__TASK DETAILS__:
The answer should be the lines from the one with "Where can you spot the wooden" through the final line of the entries, restated word for word.

__RECORDS FOR THIS TASK__:

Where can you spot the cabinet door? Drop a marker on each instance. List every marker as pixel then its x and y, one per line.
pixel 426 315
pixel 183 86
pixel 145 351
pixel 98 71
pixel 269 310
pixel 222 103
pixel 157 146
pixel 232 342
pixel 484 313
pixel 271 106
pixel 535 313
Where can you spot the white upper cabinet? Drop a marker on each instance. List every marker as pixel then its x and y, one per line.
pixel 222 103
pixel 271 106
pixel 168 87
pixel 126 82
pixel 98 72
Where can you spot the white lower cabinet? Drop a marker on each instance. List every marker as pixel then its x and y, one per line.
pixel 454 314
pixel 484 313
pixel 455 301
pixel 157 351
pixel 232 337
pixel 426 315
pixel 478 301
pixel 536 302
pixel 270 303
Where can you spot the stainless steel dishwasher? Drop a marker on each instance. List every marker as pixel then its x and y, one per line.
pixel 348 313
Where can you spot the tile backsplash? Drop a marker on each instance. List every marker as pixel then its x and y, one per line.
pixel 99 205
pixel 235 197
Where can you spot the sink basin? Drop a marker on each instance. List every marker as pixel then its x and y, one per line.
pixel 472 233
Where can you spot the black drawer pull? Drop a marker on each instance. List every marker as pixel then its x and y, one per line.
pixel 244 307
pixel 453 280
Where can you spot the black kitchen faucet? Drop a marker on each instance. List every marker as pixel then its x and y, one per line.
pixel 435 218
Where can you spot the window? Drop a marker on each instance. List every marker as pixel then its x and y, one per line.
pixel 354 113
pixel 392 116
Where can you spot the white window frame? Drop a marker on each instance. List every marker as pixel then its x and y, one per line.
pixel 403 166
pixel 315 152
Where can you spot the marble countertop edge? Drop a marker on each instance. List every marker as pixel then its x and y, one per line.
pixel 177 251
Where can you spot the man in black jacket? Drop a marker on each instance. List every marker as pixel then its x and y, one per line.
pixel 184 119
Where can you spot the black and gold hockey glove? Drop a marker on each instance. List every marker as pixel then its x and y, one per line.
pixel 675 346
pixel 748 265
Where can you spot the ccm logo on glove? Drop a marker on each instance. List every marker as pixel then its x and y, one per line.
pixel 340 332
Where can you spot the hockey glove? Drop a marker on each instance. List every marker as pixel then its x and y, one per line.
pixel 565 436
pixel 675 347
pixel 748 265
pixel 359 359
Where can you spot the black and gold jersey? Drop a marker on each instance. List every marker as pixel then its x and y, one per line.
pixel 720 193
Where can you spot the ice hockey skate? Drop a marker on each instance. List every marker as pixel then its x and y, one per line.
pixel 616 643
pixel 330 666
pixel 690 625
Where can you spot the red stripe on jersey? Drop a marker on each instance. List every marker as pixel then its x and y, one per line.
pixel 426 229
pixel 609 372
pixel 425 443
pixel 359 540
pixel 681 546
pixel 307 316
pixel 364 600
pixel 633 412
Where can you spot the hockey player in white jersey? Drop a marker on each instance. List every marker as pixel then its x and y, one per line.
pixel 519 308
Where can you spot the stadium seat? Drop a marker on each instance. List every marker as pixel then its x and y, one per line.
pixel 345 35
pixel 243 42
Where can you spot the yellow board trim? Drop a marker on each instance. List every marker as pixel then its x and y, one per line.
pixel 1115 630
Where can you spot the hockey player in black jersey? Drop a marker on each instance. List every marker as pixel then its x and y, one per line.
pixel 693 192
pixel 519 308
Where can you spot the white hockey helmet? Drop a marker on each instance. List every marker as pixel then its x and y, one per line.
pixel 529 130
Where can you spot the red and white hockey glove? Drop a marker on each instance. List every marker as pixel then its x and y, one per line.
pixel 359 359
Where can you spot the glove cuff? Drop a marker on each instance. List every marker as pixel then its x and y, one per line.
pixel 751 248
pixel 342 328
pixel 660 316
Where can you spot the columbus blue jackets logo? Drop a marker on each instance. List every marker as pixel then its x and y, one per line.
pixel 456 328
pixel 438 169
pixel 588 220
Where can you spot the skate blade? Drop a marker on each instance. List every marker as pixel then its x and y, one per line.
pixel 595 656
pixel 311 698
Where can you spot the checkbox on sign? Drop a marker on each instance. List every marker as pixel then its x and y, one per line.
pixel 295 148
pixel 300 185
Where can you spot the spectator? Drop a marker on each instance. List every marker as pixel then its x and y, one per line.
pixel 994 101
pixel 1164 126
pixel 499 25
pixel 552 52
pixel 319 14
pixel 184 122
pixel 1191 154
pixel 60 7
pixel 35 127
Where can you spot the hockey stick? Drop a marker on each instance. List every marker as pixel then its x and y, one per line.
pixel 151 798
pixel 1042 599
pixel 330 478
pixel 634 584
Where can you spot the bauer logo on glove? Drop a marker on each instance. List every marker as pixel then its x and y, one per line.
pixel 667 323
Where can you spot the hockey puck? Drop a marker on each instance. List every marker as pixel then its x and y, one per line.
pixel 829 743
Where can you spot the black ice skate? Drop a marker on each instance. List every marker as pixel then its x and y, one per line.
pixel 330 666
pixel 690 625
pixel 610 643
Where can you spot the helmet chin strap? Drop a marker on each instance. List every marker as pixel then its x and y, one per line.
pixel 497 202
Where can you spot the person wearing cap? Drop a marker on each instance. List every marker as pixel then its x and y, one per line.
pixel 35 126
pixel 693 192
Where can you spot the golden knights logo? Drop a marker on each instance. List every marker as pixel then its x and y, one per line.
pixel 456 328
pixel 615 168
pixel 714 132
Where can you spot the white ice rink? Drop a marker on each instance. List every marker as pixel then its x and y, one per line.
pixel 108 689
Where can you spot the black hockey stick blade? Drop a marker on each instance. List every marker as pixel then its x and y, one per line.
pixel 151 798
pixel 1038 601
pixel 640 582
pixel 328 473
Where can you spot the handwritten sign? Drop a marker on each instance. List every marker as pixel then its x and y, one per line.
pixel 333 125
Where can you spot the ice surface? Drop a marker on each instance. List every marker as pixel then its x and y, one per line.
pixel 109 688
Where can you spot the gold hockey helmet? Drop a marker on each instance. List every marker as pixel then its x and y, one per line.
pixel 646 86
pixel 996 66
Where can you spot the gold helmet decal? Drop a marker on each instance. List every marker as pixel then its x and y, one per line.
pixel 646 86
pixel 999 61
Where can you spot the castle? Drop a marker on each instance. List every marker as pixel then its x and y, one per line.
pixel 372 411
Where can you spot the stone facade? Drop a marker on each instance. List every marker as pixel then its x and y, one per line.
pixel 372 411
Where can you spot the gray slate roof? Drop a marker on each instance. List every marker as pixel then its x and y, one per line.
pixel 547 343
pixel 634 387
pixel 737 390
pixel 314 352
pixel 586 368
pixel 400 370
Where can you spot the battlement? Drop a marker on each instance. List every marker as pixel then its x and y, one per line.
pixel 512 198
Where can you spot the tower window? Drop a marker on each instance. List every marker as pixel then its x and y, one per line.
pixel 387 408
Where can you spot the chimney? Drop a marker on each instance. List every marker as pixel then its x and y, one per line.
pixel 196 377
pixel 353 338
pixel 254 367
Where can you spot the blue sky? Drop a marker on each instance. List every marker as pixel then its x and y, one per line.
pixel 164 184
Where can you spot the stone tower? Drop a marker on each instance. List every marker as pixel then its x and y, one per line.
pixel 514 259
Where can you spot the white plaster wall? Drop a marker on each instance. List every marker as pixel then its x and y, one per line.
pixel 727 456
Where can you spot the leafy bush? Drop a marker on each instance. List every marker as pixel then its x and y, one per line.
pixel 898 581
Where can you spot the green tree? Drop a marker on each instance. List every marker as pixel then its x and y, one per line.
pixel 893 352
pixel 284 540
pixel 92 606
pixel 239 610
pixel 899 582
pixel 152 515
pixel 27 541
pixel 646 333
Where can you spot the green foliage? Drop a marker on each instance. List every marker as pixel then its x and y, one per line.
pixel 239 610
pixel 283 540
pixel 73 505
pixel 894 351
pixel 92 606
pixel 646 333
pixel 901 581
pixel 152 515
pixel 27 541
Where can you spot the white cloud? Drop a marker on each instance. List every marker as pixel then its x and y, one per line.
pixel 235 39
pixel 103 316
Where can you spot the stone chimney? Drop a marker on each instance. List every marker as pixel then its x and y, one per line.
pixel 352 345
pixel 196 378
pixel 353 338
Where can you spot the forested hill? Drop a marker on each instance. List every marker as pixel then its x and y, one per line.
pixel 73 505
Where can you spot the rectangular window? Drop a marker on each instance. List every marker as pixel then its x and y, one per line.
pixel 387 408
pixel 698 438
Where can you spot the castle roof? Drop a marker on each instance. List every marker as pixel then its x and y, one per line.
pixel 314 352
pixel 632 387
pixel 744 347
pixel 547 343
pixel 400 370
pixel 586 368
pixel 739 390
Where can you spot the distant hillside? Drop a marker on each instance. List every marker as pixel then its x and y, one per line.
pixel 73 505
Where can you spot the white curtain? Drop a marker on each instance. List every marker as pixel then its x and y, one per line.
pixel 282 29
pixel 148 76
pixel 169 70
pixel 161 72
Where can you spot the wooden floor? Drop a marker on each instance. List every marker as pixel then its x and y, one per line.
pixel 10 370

__SOLUTION__:
Where can you spot the wooden floor? Drop a marker on each instance. List every marker as pixel then its x and y, one per line.
pixel 10 370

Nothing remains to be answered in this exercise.